--- Materials provided ---
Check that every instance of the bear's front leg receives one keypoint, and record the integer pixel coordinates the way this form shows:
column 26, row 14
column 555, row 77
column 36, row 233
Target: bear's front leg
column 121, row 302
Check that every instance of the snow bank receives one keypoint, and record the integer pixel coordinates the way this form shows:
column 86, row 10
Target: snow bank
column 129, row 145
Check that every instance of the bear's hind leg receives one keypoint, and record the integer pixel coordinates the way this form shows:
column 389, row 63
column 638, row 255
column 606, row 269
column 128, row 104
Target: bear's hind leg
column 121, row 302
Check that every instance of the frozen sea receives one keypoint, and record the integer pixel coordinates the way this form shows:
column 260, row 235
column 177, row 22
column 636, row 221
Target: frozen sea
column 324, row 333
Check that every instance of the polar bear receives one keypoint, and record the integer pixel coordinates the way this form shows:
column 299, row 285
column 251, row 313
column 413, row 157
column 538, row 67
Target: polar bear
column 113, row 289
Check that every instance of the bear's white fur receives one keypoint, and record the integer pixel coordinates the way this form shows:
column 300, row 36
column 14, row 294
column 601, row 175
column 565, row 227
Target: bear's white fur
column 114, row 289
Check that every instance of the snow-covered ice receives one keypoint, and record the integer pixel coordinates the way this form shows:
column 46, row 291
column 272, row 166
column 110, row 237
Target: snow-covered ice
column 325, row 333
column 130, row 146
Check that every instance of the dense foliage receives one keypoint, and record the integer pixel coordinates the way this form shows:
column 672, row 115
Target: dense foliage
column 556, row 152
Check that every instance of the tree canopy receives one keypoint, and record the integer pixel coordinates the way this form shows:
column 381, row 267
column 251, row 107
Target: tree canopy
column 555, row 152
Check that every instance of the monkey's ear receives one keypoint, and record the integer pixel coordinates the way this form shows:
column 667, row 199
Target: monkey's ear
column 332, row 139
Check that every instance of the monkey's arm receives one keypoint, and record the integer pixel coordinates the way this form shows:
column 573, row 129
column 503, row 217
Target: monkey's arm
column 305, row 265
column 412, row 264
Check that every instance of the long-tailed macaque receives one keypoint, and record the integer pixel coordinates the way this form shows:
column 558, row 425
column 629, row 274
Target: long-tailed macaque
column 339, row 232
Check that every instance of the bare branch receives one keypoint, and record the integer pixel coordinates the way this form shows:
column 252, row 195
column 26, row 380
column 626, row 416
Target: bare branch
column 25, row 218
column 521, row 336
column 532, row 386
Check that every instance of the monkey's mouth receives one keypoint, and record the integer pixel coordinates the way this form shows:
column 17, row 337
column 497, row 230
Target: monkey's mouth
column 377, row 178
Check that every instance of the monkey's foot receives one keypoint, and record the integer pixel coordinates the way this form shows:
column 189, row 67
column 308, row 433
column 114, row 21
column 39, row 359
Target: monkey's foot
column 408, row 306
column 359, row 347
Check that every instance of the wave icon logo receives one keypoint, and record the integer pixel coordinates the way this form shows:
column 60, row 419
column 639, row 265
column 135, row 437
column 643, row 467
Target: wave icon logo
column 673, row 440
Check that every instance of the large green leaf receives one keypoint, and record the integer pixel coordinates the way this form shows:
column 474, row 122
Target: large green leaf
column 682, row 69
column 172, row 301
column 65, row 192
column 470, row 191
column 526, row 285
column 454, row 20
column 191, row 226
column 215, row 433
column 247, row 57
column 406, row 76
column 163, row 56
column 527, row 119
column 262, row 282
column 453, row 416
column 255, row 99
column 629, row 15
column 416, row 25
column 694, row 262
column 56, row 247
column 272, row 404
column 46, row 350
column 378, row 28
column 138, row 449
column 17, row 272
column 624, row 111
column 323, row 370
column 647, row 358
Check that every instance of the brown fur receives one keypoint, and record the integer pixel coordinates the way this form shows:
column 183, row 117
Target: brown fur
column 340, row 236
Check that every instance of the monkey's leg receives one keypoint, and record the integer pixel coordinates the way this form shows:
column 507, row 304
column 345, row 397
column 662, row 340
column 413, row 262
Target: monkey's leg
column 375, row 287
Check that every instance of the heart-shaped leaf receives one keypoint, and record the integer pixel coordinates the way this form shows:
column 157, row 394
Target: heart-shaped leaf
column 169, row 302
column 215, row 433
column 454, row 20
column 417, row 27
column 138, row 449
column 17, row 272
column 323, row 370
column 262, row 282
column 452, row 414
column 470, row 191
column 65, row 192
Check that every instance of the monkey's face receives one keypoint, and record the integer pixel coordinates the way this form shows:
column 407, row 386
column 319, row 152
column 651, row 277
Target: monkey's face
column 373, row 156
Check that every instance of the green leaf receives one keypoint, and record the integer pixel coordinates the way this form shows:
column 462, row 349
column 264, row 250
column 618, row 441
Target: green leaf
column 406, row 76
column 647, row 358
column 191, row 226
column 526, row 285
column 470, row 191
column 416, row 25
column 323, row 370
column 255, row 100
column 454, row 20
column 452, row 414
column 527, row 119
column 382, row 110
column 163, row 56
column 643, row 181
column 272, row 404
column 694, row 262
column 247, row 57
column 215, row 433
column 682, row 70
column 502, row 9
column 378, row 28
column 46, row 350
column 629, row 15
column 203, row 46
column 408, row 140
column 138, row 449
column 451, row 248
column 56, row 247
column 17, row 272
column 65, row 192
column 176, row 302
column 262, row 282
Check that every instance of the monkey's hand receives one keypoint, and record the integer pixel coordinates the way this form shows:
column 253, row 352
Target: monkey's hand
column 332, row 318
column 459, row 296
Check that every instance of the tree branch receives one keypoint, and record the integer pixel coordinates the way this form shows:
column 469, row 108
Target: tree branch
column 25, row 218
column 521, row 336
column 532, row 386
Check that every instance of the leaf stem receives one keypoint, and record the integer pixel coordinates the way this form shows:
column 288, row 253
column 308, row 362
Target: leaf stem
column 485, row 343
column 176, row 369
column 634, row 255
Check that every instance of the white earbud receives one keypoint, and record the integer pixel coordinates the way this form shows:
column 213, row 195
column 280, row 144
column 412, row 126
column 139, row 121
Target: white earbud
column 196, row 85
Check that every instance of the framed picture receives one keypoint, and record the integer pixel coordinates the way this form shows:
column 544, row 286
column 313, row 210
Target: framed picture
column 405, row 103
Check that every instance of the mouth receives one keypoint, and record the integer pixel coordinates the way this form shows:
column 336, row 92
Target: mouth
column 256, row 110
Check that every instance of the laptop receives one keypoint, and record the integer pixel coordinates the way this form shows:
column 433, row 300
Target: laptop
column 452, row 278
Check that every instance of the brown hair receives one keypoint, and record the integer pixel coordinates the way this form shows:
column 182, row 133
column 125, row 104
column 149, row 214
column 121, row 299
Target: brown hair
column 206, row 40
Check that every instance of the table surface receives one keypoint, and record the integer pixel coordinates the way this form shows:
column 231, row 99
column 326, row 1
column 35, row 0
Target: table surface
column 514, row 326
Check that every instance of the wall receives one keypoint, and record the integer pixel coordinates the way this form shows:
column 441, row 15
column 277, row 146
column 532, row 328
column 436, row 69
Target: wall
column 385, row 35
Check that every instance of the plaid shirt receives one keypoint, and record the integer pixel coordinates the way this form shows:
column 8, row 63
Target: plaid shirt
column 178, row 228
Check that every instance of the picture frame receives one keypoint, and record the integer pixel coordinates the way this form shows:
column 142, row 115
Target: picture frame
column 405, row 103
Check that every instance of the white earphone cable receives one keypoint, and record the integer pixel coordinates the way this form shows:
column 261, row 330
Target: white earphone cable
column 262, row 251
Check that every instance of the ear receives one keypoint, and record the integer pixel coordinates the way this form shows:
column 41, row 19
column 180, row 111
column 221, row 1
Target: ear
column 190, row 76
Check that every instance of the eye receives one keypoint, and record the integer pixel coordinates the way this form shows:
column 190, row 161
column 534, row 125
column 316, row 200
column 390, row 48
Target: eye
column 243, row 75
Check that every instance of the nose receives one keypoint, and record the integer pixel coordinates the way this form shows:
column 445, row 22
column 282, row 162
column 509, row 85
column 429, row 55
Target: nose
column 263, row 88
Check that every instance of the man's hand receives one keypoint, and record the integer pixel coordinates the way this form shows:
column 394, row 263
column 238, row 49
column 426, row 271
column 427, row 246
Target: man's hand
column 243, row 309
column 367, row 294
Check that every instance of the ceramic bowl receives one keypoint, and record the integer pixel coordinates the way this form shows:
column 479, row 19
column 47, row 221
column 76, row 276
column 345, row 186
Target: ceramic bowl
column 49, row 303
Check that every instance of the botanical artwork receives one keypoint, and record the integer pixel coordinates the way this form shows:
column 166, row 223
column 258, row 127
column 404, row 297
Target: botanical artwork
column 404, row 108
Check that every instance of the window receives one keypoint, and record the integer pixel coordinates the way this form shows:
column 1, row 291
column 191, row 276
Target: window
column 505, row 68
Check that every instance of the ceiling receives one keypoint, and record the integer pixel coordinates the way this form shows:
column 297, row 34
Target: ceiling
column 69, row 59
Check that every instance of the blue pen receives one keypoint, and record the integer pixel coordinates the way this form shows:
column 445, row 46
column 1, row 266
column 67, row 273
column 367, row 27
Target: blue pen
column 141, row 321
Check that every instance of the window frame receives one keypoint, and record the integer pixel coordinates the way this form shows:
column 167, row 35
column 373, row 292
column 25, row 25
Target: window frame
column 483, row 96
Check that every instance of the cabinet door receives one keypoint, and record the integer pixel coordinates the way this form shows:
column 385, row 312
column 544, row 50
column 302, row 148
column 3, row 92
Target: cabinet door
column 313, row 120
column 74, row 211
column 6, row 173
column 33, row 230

--- Directions ---
Lay out the listing above as a Markdown table, from its first line through the line that contains "column 324, row 333", with a No. column numbering the rows and a Line column holding each line. Leave out any blank lines.

--- The solution ---
| No. | Line |
|---|---|
| 1 | Check that every instance of the bear's front leg receives one keypoint, and record the integer pixel coordinates the way this form shows: |
| 2 | column 26, row 14 |
| 3 | column 555, row 77 |
| 4 | column 36, row 233 |
| 5 | Target: bear's front leg |
| 6 | column 121, row 302 |
| 7 | Check that every instance of the snow bank receives one keypoint, and record the integer pixel coordinates the way this form shows: |
| 8 | column 86, row 10 |
| 9 | Target: snow bank |
| 10 | column 129, row 145 |
| 11 | Check that every instance of the bear's hind leg receives one keypoint, and record the integer pixel coordinates the way this form shows: |
| 12 | column 389, row 63 |
| 13 | column 638, row 255 |
| 14 | column 606, row 269 |
| 15 | column 128, row 104 |
| 16 | Target: bear's hind leg |
| 17 | column 121, row 302 |
| 18 | Check that every instance of the frozen sea receives one keypoint, and record the integer pixel coordinates the way this form shows: |
| 19 | column 260, row 235 |
| 20 | column 177, row 22 |
| 21 | column 636, row 221 |
| 22 | Target: frozen sea |
| 23 | column 324, row 333 |